Your task →
Can you render every line of the rows below as a numbered list, skipping any blank lines and leaving the pictures out?

** Start of Working data **

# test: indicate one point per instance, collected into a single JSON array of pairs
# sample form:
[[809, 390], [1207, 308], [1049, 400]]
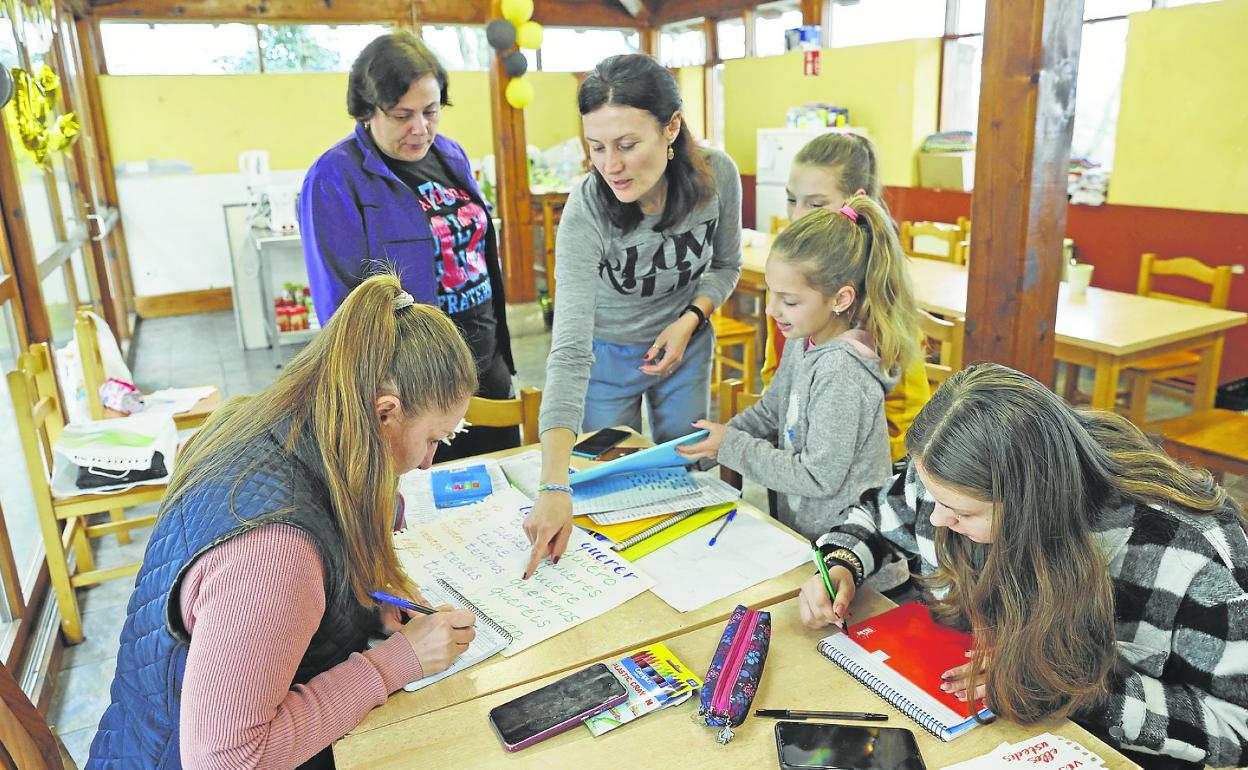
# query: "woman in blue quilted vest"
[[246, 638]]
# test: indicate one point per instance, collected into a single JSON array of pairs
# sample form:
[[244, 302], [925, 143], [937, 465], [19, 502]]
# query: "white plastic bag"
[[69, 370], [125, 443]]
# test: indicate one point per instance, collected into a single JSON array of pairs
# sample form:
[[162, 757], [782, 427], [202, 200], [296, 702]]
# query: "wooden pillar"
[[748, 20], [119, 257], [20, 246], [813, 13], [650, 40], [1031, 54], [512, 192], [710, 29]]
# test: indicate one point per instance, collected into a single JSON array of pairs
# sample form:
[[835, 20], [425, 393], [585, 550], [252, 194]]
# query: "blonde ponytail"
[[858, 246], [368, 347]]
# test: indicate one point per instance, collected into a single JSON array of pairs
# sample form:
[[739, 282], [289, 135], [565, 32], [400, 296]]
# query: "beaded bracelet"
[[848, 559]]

** End of Working data **

Exercise solution →
1. # test: indicate one point per instance, collected into a single JSON array of pairs
2. # sample form:
3. [[809, 390], [1207, 308], [1049, 400]]
4. # query: "woman in blue quilted vest"
5. [[246, 638]]
6. # test: indicate one point per instance, collected into a single JSON array of pairs
7. # sample form:
8. [[244, 302], [925, 143], [937, 465], [19, 502]]
9. # query: "white plastic bag"
10. [[69, 370], [125, 443]]
11. # test: indicate one point per instance, collected into a single JSON array of pairs
12. # sample form:
13. [[162, 757], [782, 427], [202, 200], [296, 702]]
14. # query: "wooden pillar"
15. [[748, 20], [119, 257], [20, 246], [813, 13], [650, 40], [1031, 54], [512, 192], [710, 29]]
16. # test: indicate one point per instance, collected into a single JSON array of pairs
17. # sample form:
18. [[835, 20], [425, 393], [585, 550], [252, 194]]
19. # query: "blonde ponytail"
20. [[858, 246], [368, 347]]
21. # test: indicate one point per instance, collected into a single JSON array of pairs
22. # sample form:
23. [[739, 282], [289, 135], [565, 32], [400, 296]]
24. # query: "beaded bracelet"
25. [[848, 559]]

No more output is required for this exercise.